• _What is being asked_
Repeat the data below word for word, from its start through the line that contains "[[346, 310, 397, 442], [508, 309, 564, 444]]", with that line included.

___

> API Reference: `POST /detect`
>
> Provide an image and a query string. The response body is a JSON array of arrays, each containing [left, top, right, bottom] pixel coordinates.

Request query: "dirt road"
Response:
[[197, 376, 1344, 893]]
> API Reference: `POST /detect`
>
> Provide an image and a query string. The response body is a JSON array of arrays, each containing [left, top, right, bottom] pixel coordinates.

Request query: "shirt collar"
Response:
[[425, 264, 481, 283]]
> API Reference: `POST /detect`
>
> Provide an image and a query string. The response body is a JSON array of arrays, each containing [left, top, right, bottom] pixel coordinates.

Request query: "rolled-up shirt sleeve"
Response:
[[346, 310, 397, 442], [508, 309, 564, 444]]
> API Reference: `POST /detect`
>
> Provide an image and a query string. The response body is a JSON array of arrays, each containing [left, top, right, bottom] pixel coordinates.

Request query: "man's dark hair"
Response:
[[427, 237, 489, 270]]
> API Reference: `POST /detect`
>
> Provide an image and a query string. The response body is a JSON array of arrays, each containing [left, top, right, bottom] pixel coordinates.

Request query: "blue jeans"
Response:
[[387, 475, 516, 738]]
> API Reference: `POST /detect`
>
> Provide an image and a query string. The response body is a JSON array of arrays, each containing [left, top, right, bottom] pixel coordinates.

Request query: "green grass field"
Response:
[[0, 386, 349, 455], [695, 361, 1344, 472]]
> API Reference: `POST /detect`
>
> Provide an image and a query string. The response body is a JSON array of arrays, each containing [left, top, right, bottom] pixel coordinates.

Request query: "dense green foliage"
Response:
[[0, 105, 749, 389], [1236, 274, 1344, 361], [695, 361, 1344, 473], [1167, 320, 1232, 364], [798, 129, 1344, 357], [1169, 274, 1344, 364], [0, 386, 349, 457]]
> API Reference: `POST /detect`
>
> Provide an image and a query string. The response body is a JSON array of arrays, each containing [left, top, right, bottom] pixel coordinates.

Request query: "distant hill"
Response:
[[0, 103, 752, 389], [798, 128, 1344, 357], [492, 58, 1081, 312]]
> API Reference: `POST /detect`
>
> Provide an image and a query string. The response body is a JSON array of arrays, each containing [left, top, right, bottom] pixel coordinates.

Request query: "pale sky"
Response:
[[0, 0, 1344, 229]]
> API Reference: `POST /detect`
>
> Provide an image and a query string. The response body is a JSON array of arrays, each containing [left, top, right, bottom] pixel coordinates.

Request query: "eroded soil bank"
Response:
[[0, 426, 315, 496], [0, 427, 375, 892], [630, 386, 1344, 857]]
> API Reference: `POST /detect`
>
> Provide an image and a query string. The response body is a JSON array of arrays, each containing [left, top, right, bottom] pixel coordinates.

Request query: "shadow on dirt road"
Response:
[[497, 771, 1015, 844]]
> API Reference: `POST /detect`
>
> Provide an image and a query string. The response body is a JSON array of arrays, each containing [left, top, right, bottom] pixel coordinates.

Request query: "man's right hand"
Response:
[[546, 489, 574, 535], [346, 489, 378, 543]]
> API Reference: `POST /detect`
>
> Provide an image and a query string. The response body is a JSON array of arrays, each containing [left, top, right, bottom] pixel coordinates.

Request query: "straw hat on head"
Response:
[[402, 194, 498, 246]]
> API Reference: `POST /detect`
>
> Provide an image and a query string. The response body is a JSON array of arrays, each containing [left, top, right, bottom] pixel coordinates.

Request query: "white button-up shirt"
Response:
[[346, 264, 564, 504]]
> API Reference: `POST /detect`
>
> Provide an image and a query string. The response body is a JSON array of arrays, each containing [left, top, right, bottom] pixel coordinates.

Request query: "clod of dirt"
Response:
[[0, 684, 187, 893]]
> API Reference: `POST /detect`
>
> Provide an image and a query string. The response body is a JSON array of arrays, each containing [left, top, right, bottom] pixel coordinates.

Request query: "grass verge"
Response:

___

• _Exercise answer_
> API Reference: `POST /detect`
>
> Provide an image and a query string. The response body is a JSON array of arrays, each containing [left, top, right, bottom] pixel coordinates.

Request query: "dirt road"
Response:
[[197, 376, 1344, 893]]
> API Reference: `POST /detect`
>
> Provide an image and a query string. The response body is a JSON array of arrays, each containing [left, top, right, bottom] pixel coordinates.

Request query: "shirt collar"
Response:
[[425, 264, 481, 283]]
> API Reference: `POST /detect`
>
> Provide an image and a query string. The response body is a JSON array of arrays, each containing [left, top, right, bottom] pixel coordinates.

Request query: "rolled-up shirt sleeve"
Response:
[[346, 310, 397, 442], [508, 309, 564, 444]]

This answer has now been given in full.